• **TASK TO COMPLETE**
Copy out the listing below, substituting "integer pixels" for every occurrence of "whole pixels" and keeping everything else unchanged.

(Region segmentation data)

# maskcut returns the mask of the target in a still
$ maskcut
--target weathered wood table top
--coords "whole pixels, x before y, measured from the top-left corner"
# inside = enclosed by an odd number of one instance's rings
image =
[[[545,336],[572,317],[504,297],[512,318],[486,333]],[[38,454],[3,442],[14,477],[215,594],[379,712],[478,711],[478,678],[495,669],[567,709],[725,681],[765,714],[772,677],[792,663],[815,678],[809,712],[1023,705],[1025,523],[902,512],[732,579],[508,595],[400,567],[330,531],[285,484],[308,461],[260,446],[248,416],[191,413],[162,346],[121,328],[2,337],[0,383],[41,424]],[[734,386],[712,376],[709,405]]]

• **REPLY TO THE EXERCISE**
# maskcut returns the mask of the target in a still
$ maskcut
--target weathered wood table top
--coords "integer pixels, x before y, measured from the top-left corner"
# inside = enclosed by an odd number of one instance's rings
image =
[[[545,336],[572,317],[504,297],[512,318],[486,333]],[[38,454],[3,442],[14,477],[215,594],[379,712],[478,711],[478,678],[495,669],[567,709],[725,681],[765,714],[772,677],[792,663],[815,678],[809,712],[1023,705],[1025,523],[902,512],[732,579],[508,595],[400,567],[330,531],[285,484],[308,461],[260,446],[248,416],[191,413],[162,346],[121,328],[2,337],[0,383],[41,424]],[[734,386],[712,376],[709,405]]]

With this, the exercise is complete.